__What the task requires__
When you reach the line containing "Mark the innermost point of each instance of the cloud" in the entries below, please begin setting down lines exactly, stop only after the last one, and add nothing else.

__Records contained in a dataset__

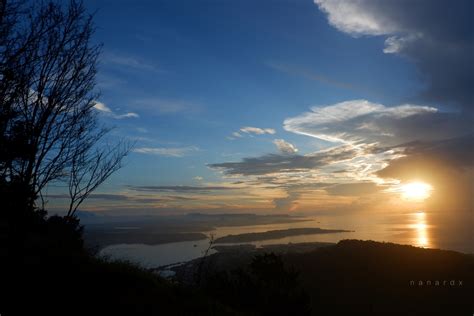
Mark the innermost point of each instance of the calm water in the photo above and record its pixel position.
(414, 230)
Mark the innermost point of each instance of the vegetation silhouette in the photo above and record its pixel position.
(49, 132)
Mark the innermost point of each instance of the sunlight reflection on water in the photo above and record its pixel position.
(421, 229)
(408, 228)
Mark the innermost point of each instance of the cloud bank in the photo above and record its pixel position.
(436, 34)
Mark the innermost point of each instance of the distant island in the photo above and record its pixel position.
(102, 231)
(276, 234)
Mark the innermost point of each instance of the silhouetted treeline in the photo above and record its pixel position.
(361, 277)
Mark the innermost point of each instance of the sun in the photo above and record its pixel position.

__Answer section__
Mark the innermost point of each instance of the cloud bank in the photo above and record its pixel position.
(436, 34)
Mark the innermost point of each instance of the distant island in the photo above and record its pixel position.
(102, 231)
(276, 234)
Mark the innermost point of each instance of the silhouetted treeline in the photo above and record its pixel position.
(361, 277)
Mark the innermost point of each instance of the sun in the photo above and record its pixel position.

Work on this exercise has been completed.